Другие авторы, например, Т.А. Лилуашвили, А.Г. Давтян, достаточно объективно обосновали вывод о том, что вероятностное заключение может рассматриваться как доказательство5. Взвешенной позиции придерживается М.К. Треушников, считающий, что вероятностное заключение, действительно, может иметь в отдельных случаях доказательственное значение: «совершенно отрицать доказательственное значение вероятного заключения эксперта нельзя. Сведения о фактах, изложенные в описательной части вероятностного заключения, могут быть использованы в качестве косвенных доказательств»6.
В этой связи опасность не в том, что в рамках подхода, предложенного Ю.К. Орловым, вероятностное заключение эксперта в уголовном процессе, например, из преимущественно прямого доказательства невиновности, «превращается» в преимущественно косвенное доказательство вины: «вероятностное заключение включает в себя не только посылки для вероятностного вывода, но и сам этот вывод, поскольку для его формулирования требуются специальные познания. Разница, как видно, только в субъекте формулирования вывода: в одном случае им является эксперт, а в другом – следователь (суд)» Поэтому в одном случае это вывод включается в структуру косвенного доказательства, является его необходимым компонентом, а в другом – нет»1.

*Задание*. Продолжите текст о доказательственном значении вероятностного заключения эксперта. Начните сразу после его последнего предложения.

*Строки данных*.
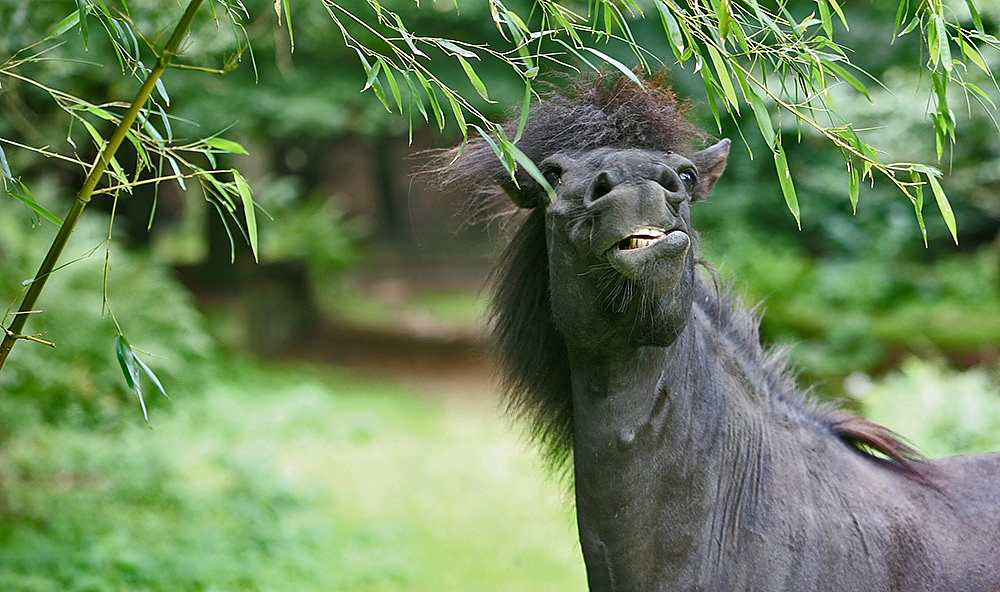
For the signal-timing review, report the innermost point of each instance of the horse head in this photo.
(619, 239)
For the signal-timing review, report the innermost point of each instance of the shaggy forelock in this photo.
(609, 110)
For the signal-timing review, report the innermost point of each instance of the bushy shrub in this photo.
(941, 411)
(81, 377)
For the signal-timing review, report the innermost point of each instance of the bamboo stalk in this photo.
(15, 332)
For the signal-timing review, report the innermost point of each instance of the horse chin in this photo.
(658, 266)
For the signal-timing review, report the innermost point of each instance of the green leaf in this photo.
(918, 202)
(291, 31)
(456, 109)
(970, 52)
(21, 193)
(943, 42)
(825, 17)
(854, 186)
(785, 181)
(151, 375)
(130, 369)
(763, 118)
(976, 18)
(246, 196)
(846, 76)
(84, 9)
(64, 25)
(945, 206)
(394, 88)
(529, 166)
(455, 49)
(225, 145)
(477, 83)
(4, 166)
(673, 30)
(728, 90)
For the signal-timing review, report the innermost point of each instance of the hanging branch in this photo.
(15, 331)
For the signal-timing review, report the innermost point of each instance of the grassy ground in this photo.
(285, 480)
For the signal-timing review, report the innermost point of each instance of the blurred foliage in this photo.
(80, 380)
(849, 287)
(285, 479)
(940, 411)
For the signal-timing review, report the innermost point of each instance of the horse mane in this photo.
(606, 110)
(742, 327)
(609, 110)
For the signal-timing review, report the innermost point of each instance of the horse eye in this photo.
(689, 178)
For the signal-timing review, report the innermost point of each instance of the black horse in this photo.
(697, 463)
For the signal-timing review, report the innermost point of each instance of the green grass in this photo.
(285, 480)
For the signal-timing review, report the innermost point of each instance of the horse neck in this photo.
(668, 447)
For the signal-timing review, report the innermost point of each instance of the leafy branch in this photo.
(133, 122)
(748, 56)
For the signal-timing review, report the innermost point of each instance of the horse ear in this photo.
(710, 162)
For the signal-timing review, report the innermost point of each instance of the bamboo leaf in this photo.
(225, 145)
(840, 13)
(918, 203)
(415, 98)
(846, 76)
(763, 118)
(455, 49)
(945, 206)
(673, 30)
(288, 20)
(177, 171)
(976, 18)
(4, 165)
(64, 25)
(151, 375)
(854, 189)
(728, 90)
(456, 109)
(944, 49)
(84, 9)
(970, 52)
(130, 369)
(825, 17)
(246, 196)
(21, 193)
(785, 181)
(394, 88)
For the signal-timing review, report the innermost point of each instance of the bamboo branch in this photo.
(16, 330)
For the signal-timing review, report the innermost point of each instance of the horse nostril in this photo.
(603, 185)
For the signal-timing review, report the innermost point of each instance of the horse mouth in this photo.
(650, 255)
(641, 239)
(664, 241)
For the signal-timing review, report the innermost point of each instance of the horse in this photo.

*Ответ на задание*.
Более того, то, что в рамках подобного подхода конечные выводы эксперта приобретают определяющее значение для судебной оценки доказательств (с точки зрения установлении их вида: прямые или косвенные), то есть такая оценка, на первый взгляд, «в корне» противоречит принципу свободы оценки доказательств, закрепленному в ч. 2 ст. 67 ГПК РФ, ч. 5 ст. 71 АПК РФ и ч. 2 ст. 17 УПК РФ, на взгляд автора, ещё не означает его необоснованность. Ведь в отдельных случаях правила, касающиеся заключения эксперта в силу специфики процесса формирования данного средства доказывания, самого являющегося результатом исследования доказательств, до некоторой степени не соотносятся с принципом свободной оценки, о чём речь пойдет в § 3.4. второй главы настоящего исследования.
Основная проблема в том, что подобное заключение эксперта, данное с высокой степенью вероятности, в рамках критикуемого подхода, уже само по себе может являться, достаточным основанием для построения вывода суда, касающегося факта, для установления которого требуется использование специальных познаний2.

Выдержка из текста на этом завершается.